* Aim: Scale the material below: write out every line of it again, not only the answers, with each point coordinate in the answers multiplied by 2.25 and rounded to a whole number, halves rounding up. Leave the pictures out of your answer.
_____
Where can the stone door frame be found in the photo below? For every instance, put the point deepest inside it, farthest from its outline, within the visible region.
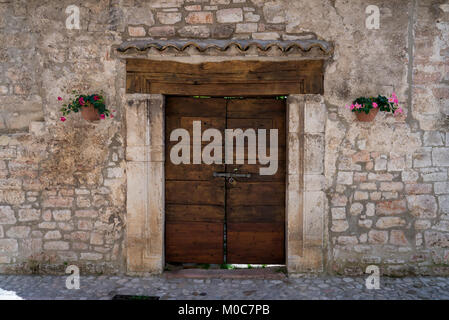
(305, 199)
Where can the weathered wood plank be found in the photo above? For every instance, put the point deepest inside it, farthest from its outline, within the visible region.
(225, 78)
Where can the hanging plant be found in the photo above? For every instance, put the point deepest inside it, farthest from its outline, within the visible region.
(92, 107)
(366, 108)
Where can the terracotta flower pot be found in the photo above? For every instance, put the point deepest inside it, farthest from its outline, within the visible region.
(89, 113)
(363, 117)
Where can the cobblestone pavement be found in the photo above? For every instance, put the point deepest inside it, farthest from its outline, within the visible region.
(105, 287)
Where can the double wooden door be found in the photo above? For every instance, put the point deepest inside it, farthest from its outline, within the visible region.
(211, 218)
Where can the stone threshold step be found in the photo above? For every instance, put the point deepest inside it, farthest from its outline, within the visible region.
(259, 273)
_____
* Task solution:
Where can the stone door frame be found in the photo below? For every instance, put the point deepest inside it, farthest from its outline, within the visible region.
(686, 448)
Where can the weathered wood plank be found in the photo above? For every instance, put the point deepest inside it, farthest from its outline, within the visible region.
(506, 176)
Where can the hanging plant be found in the photo above? For every instance, put the point deepest inside it, farthest from its outline, within the visible region.
(207, 241)
(824, 243)
Where can the terracotta flower pot be found in the photo above? For every instance, put the point deepest inside it, farthest from its outline, within the visible region.
(200, 254)
(817, 263)
Where can the cobblestone pavement be found in the photo above? For every instance, put the point deepest inside it, farthest from its outline, within the visible region.
(236, 646)
Where can the double wooden door be found in the photo above? For every instance, put the point deepest inside it, farthest from its outline, within the visible region.
(475, 491)
Where can the stone threshold step be found in the photo above? For every instance, put the point deepest inside it, farthest from its outline, within the visible region.
(583, 614)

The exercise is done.